===== Data in this exercise

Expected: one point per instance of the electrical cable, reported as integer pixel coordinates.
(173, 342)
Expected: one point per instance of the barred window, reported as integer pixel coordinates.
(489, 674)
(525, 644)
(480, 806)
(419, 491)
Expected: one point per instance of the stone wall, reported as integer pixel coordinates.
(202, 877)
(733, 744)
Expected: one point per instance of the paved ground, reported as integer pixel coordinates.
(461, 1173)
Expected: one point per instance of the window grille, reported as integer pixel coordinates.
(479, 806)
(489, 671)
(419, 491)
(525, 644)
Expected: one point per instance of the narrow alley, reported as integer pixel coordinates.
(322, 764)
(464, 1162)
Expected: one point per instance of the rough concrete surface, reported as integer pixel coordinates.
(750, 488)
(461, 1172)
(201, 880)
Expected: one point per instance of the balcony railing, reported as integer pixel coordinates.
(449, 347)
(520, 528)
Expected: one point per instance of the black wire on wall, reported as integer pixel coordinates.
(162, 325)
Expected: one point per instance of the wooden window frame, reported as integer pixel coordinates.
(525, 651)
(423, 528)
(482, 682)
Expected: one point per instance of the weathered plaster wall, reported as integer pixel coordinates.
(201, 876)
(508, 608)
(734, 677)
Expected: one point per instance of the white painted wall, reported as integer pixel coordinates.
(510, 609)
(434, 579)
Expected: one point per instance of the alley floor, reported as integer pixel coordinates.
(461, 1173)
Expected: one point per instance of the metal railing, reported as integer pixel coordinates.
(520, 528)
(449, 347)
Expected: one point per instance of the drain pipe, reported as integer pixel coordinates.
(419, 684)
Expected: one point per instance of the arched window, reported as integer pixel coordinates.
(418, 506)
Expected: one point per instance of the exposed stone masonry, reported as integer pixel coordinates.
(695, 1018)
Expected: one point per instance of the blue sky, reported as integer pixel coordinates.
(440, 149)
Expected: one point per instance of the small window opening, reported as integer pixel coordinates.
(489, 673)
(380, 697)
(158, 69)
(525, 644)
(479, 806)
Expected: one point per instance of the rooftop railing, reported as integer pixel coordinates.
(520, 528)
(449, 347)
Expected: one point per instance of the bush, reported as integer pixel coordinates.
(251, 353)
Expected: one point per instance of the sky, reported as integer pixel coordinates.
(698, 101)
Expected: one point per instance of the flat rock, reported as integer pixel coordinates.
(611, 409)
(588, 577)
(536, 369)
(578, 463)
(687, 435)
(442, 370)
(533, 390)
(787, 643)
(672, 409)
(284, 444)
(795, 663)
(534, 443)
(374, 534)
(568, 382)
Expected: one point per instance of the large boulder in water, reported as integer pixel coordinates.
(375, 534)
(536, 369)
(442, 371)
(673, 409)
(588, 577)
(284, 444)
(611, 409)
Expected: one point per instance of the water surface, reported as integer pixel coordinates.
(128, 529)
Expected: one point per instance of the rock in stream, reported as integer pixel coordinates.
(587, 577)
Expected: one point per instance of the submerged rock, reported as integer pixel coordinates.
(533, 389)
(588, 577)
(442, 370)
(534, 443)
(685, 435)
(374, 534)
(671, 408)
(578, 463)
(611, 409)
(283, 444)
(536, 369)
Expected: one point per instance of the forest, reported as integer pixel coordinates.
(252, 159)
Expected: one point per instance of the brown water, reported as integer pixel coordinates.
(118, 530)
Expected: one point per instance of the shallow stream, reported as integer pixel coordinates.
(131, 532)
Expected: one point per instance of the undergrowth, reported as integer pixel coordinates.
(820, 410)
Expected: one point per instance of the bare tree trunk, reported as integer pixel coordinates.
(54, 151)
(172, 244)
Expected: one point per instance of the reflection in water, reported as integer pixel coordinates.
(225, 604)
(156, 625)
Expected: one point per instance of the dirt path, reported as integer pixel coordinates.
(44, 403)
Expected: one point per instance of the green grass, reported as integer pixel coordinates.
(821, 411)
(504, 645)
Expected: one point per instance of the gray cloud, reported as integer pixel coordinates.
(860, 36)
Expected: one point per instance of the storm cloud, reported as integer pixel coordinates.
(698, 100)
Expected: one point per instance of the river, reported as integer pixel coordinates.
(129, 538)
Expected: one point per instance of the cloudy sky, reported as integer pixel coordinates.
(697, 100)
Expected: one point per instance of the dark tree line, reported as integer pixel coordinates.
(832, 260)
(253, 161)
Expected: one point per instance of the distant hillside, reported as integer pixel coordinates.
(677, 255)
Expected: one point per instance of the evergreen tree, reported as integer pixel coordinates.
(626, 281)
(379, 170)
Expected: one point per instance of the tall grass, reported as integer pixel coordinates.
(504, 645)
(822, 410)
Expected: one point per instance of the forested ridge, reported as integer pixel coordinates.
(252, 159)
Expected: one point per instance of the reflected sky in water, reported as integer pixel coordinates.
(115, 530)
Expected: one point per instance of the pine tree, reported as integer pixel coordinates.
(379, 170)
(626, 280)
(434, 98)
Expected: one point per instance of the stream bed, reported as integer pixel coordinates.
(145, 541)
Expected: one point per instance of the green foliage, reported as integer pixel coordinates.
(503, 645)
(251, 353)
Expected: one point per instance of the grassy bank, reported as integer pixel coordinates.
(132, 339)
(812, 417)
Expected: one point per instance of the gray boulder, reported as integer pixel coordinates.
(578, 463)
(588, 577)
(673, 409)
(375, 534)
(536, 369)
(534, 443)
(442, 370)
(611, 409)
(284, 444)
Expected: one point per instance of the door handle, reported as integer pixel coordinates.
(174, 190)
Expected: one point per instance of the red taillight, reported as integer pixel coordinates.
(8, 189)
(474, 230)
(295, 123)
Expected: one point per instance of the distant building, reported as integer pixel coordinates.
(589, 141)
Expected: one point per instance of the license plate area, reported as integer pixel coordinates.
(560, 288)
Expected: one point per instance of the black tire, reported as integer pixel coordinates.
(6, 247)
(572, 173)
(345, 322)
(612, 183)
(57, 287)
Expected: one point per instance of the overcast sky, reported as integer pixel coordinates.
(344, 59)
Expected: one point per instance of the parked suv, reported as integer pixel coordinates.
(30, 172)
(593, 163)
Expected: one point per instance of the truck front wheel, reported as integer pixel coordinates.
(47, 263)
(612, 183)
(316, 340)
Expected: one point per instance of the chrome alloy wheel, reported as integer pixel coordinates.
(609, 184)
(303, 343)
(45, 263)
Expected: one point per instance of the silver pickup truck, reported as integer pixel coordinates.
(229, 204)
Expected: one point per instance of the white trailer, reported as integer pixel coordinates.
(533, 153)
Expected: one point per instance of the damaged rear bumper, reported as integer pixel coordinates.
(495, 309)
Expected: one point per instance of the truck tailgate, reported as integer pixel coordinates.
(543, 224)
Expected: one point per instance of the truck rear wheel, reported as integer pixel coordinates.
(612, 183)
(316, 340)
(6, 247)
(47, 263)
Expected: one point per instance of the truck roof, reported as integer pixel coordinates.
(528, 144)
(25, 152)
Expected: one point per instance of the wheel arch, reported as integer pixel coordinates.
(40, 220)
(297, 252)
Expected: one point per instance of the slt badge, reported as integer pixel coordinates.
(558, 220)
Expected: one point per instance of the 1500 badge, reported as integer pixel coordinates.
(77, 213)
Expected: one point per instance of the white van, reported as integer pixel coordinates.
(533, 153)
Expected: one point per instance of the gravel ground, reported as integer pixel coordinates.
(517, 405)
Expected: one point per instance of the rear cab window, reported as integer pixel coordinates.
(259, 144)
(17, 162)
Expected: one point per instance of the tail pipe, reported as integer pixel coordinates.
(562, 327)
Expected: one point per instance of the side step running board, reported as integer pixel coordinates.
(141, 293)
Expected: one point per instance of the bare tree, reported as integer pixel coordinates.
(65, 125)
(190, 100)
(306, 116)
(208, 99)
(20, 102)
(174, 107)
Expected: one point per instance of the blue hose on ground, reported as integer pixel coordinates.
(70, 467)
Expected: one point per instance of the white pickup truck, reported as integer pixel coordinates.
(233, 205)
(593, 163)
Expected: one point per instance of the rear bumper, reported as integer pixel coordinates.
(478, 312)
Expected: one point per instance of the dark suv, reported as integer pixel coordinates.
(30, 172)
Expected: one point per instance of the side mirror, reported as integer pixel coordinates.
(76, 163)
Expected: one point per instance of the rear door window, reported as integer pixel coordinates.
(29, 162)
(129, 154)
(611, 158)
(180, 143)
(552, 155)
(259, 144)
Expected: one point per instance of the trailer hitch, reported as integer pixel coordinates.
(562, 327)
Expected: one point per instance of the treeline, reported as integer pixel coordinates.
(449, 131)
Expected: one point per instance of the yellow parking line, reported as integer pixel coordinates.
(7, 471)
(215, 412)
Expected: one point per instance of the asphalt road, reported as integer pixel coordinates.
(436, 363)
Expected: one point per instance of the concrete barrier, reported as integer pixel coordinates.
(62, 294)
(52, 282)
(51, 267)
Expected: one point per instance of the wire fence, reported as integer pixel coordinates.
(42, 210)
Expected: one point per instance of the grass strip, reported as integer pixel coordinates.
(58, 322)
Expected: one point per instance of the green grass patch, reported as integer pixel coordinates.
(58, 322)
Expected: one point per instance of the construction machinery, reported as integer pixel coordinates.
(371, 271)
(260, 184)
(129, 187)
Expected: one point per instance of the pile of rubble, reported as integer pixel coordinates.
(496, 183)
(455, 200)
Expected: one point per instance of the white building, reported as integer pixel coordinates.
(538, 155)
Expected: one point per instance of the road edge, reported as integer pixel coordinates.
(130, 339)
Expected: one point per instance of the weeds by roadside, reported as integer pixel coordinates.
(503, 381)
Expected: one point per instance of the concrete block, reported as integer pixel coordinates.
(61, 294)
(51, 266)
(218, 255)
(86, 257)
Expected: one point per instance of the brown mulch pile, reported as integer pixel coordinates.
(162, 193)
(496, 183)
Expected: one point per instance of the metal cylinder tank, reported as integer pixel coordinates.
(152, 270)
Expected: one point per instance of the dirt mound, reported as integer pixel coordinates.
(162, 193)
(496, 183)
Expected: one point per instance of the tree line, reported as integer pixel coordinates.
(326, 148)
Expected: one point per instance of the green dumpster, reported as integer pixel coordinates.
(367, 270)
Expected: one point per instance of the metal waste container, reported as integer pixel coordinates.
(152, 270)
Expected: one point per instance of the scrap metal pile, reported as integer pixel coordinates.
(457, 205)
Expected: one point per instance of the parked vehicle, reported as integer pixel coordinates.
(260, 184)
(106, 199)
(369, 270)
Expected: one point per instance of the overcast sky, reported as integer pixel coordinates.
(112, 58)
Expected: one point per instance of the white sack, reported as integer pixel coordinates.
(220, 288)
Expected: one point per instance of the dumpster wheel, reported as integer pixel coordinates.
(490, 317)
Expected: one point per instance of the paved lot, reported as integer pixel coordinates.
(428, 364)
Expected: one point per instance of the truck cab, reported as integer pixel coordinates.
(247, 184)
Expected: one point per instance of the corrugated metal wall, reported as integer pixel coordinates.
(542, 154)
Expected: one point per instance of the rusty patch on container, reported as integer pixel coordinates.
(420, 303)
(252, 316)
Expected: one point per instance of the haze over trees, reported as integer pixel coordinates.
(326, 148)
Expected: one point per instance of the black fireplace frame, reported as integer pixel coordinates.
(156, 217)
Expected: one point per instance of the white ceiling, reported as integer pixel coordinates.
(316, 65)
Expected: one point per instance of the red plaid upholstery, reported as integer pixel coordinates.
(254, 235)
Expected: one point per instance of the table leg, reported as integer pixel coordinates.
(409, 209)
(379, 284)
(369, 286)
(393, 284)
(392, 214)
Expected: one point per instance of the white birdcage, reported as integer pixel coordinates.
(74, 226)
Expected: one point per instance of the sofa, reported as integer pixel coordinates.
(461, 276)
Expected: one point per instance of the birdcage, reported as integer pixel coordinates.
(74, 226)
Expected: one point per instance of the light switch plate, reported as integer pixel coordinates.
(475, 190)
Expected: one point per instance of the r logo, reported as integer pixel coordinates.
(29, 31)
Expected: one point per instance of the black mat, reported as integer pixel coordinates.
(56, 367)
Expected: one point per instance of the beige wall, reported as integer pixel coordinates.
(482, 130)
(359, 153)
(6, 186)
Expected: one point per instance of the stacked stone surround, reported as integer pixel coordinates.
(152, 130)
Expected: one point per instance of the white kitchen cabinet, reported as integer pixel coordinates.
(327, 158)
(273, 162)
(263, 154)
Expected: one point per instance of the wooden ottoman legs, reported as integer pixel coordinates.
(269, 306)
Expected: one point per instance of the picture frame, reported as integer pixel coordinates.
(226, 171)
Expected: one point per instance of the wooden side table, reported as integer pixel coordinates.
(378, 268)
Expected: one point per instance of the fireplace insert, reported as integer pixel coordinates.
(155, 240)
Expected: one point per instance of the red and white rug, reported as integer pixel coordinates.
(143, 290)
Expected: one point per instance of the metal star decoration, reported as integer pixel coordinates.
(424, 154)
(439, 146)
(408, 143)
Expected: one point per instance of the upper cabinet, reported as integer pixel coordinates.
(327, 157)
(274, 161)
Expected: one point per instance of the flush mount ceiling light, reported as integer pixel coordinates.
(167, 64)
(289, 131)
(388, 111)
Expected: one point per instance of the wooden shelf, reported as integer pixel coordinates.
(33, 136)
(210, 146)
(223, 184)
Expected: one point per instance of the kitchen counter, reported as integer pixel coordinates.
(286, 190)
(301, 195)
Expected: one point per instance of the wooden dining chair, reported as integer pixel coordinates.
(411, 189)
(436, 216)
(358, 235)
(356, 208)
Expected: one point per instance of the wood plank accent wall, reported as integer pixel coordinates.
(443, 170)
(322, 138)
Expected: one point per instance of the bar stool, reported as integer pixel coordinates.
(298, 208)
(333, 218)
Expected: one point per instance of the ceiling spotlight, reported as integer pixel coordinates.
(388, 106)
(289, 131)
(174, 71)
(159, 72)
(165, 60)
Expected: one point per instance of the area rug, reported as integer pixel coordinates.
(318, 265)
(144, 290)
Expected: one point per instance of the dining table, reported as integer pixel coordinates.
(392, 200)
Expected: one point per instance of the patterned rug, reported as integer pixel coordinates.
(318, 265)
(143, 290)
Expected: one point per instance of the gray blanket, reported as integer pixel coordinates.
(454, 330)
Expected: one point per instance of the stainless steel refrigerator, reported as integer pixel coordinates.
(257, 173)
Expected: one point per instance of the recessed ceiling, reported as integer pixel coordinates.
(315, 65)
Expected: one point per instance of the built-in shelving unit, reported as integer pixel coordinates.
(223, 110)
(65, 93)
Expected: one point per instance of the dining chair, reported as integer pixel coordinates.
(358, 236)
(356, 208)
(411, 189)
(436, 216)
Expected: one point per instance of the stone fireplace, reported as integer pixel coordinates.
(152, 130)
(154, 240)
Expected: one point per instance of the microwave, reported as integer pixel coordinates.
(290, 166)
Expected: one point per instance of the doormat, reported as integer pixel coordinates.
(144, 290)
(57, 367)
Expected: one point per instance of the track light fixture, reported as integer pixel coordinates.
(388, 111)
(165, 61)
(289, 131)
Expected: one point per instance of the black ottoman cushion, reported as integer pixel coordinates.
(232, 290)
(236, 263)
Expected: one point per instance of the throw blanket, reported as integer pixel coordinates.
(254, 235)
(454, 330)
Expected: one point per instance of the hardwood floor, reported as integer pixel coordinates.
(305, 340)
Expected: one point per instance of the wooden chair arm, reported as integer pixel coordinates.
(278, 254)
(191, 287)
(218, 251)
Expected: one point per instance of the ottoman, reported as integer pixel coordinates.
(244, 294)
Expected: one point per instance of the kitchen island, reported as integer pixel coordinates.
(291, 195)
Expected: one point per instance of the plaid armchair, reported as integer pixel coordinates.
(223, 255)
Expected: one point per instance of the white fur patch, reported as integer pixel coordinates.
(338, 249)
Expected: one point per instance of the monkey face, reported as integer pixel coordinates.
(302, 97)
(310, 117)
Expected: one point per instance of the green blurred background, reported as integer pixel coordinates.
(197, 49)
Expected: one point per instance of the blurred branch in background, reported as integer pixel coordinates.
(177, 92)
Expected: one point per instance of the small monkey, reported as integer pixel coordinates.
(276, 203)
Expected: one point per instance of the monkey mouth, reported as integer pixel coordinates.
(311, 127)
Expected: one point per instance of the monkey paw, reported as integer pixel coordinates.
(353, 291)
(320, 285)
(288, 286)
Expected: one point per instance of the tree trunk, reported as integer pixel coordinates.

==========

Task to complete:
Please change "integer pixel coordinates" to "whole-number pixel coordinates" in the items from the start through the line holding "(464, 1162)", inclusive, and give those lines again with nothing else altered.

Final answer:
Expected: one point per instance of the electrical cable, reported as whole-number pixel coordinates.
(173, 342)
Expected: one point per instance of the barred window, reported as whole-number pixel coordinates.
(489, 674)
(525, 644)
(480, 806)
(419, 491)
Expected: one point per instance of the stone wall, reported as whole-number pixel coordinates.
(202, 877)
(733, 744)
Expected: one point per instance of the paved ground, reported as whole-number pixel coordinates.
(461, 1173)
Expected: one point per instance of the window grille, reported as whole-number pixel coordinates.
(479, 806)
(489, 671)
(419, 491)
(525, 644)
Expected: one point per instance of the narrow alley, reported as whole-number pixel coordinates.
(322, 764)
(464, 1162)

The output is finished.